_Source document_
______________________________

Slack originated as a startup-friendly chat tool but has gradually moved upmarket. Today, Discord is competing with Slack to own corporate chat for startups, particularly in cases where startups are building communities around them—owing to Slack’s per-seat SaaS model, Discord allows startups to build these kinds of communities for free where doing so on Slack will cost them at least $7 per seat.

Telegram is a cloud-based instant messaging, videotelephony and voice over IP service with end-to-end encrypted chat. 

Like Discord, Telegram embraces pseudonymous, private groups and flourished during the crypto boom of 2020-1 as a result, growing from 200 million MAUs in March 2018 to 700 million MAUs by the end of 2022. 

With its recent launch of a premium subscription service, Telegram Premium, Telegram is looking to monetize much in the same way that Discord has found success doing: selling add-ons like exclusive stickers and a boosted file upload limit to individual Telegram users.

______________________________

_Information supplied_
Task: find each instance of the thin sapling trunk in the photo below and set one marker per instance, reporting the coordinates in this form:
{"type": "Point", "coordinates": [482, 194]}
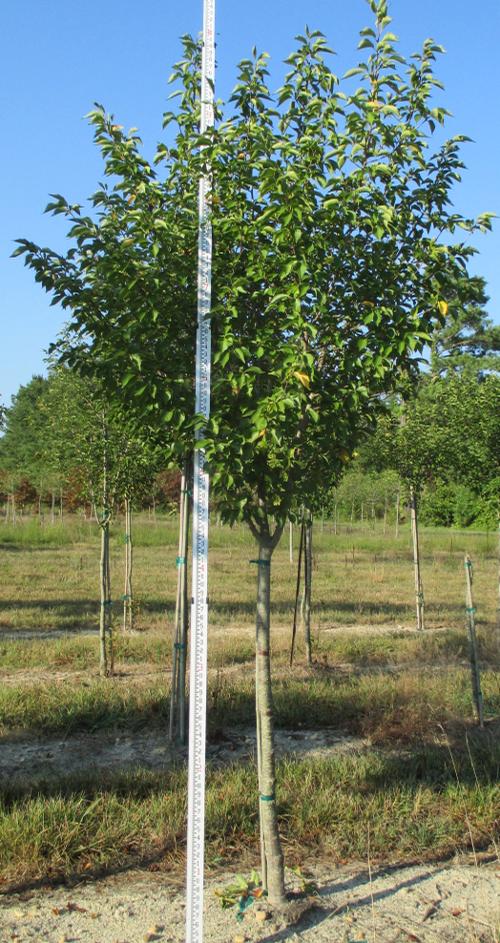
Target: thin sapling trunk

______________________________

_Problems to solve_
[A] Using the passage on Slack, Discord and Telegram, answer these questions:
(i) According to the passage, what is the minimum per-seat cost for startups that build communities on Slack?
(ii) How many MAUs did Telegram have by the end of 2022?
(iii) Which two add-ons does the passage say Telegram sells to individual users?
[B] Carry on the passage on Slack, Discord and Telegram, starting after its final sentence.

_Responses to the tasks_
[A]
(i) At least $7 per seat.
(ii) 700 million MAUs.
(iii) Exclusive stickers and a boosted file upload limit.

[B]
TAM Expansion

None

In the early 2010s, text messaging shifted from SMS to rich messaging apps that proved extremely sticky with built-in virality—seeing the launch of WhatsApp (2009), Kik (2010), GroupMe (2010), Signal (2010), Snapchat (2011), MessageMe (2013), Telegram (2013) and Facebook Messenger (2014).

Asian chat apps WeChat (2011, China), Line (2011, Japan) and Kakao (2010, South Korea) featuring stickers and emoticons provided the example for how rich group chat’s engagement and growth could serve as a powerful wedge into building superapps.

During the COVID boom across crypto, Discord built a chat superapp for crypto. The shift from in-person to metaverse served as a huge tailwind for pseudonymous group chat apps like Discord (growing 587% from 2019 to 2021), Telegram (~700M MAUs, growing 47% YoY) and Signal (~50M MAUs, growing 25% YoY) with Discord in the best position to monetize via its subscription SaaS model, as Telegram and Signal only made money from donations.

Having proven its model durable across industries and trends including gaming and crypto, Discord is currently indexing on the upside of its next big tailwind, AI, with AI art generator Midjourney (~$750K in monthly sales) hosted on Discord, as is its 15.6M-strong community (the largest of any Discord server).

The entire Midjourney app experience is baked into Discord, from creating art via DM’ing the Midjourney Discord bot using the “/imagine” command, to payments via subscribing to the Discord server, to consumption of the through the channel feed.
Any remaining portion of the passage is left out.